# TEXT PROVIDED
** Start **

After years of waiting, some false starts, and even more false hopes, it appears that the flow of advertising dollars to a large number of DOOH networks has begun in earnest. All signs point toward a significant influx in 1Q 2010. This follows on the heels of good activity in 4Q 2009, which was a bit of a surprise given the dismal environment in the first three quarters. This would seem to be great news for all network operators out there, right? Maybe so, but it also marks an inflection point with regard to how these networks go about managing their business. It is time to put down the ad sales shotgun, and pick up the rifle.
Many of the larger and more mature networks out there have a dedicated ad sales team working the major brands and agencies. That allows them to present a consistent pitch and rate card to potential buyers. Some, but not many, also have an outside agency working the street for them in tandem with the captive sales force. These folks understand the dangers of channel conflict, and do their best to avoid it. On the flip side, in an effort to grab any available ad dollars, many other networks have signed up multiple agencies and aggregators, conflicts be damned. This situation has become the norm, with network owners using the rationale that without an inside sales team, a “team” of agencies and aggregators makes sense. As we noted in October, that tactic has a limited shelf life. It is a topic worth revisiting, because it is important on many levels.

** End **

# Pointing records

** Start **

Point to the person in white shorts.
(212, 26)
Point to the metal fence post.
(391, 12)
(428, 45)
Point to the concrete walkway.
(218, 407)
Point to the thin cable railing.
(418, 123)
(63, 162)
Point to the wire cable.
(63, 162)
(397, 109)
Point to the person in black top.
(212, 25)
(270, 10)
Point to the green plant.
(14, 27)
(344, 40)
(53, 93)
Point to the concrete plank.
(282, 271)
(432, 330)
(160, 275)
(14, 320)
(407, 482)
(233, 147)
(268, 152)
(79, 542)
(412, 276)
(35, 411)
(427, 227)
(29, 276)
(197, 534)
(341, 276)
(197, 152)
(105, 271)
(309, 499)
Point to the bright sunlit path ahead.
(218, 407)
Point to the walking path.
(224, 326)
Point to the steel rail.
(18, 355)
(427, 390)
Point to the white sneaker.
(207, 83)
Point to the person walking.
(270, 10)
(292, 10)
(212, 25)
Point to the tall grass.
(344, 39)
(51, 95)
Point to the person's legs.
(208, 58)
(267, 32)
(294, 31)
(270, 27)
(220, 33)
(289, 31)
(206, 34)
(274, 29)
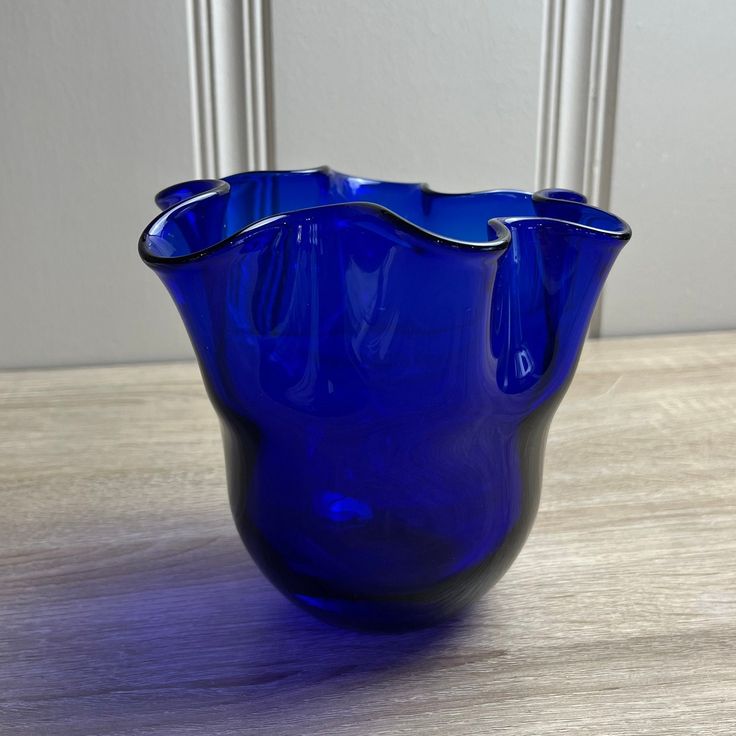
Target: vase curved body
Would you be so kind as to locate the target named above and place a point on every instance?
(385, 363)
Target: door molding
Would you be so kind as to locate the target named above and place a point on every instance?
(230, 83)
(581, 42)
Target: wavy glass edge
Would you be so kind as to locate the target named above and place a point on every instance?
(178, 198)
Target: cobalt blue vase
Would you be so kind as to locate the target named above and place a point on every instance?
(385, 361)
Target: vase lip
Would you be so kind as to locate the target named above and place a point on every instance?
(203, 189)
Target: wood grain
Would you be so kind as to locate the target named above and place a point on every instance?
(128, 605)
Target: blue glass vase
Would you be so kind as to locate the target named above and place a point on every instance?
(385, 361)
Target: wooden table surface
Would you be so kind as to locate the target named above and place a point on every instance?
(128, 605)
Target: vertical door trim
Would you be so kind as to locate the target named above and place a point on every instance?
(581, 42)
(230, 82)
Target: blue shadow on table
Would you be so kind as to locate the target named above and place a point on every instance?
(202, 638)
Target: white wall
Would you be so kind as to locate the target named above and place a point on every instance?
(673, 174)
(96, 115)
(417, 90)
(94, 119)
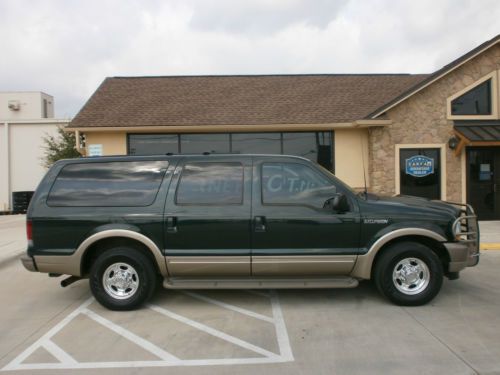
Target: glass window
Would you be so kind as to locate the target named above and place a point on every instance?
(153, 144)
(211, 184)
(474, 102)
(256, 143)
(199, 143)
(107, 184)
(293, 183)
(315, 146)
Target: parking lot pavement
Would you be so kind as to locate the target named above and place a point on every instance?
(45, 329)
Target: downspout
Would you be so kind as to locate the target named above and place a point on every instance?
(7, 164)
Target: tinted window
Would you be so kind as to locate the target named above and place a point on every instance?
(199, 143)
(211, 184)
(290, 183)
(256, 143)
(107, 184)
(474, 102)
(153, 144)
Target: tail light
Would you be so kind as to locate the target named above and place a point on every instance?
(29, 230)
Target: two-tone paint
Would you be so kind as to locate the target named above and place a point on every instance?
(251, 240)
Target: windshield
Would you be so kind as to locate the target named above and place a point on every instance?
(339, 182)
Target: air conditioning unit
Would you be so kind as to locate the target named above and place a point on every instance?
(14, 105)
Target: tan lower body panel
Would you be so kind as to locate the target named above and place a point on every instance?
(196, 266)
(302, 265)
(63, 264)
(260, 283)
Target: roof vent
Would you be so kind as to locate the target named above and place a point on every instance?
(14, 105)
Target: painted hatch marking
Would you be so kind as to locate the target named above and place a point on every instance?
(63, 360)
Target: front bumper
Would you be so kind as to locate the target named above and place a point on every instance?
(462, 255)
(29, 263)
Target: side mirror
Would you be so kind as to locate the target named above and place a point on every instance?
(338, 203)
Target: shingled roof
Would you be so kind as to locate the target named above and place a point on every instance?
(239, 100)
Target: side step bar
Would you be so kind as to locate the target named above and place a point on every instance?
(263, 283)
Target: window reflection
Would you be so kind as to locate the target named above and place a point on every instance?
(153, 144)
(200, 143)
(211, 184)
(107, 184)
(256, 143)
(291, 183)
(315, 146)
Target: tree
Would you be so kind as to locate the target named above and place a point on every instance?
(60, 146)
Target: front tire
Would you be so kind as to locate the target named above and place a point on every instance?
(122, 278)
(408, 274)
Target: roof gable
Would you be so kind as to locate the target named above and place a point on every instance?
(430, 79)
(239, 100)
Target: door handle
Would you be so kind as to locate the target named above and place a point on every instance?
(171, 224)
(259, 223)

** End **

# ACTIONS TO TAKE
1. According to the text on DOOH ad sales, what advantage do the larger, more mature networks gain from having a dedicated ad sales team work the major brands and agencies?
2. Reproduce word for word the passage of the text on DOOH ad sales starting at "Many of the" and ending at "on many levels.".

# THE REPLIES
1. A dedicated ad sales team lets these networks present a consistent pitch and rate card to potential buyers.

2.
Many of the larger and more mature networks out there have a dedicated ad sales team working the major brands and agencies. That allows them to present a consistent pitch and rate card to potential buyers. Some, but not many, also have an outside agency working the street for them in tandem with the captive sales force. These folks understand the dangers of channel conflict, and do their best to avoid it. On the flip side, in an effort to grab any available ad dollars, many other networks have signed up multiple agencies and aggregators, conflicts be damned. This situation has become the norm, with network owners using the rationale that without an inside sales team, a “team” of agencies and aggregators makes sense. As we noted in October, that tactic has a limited shelf life. It is a topic worth revisiting, because it is important on many levels.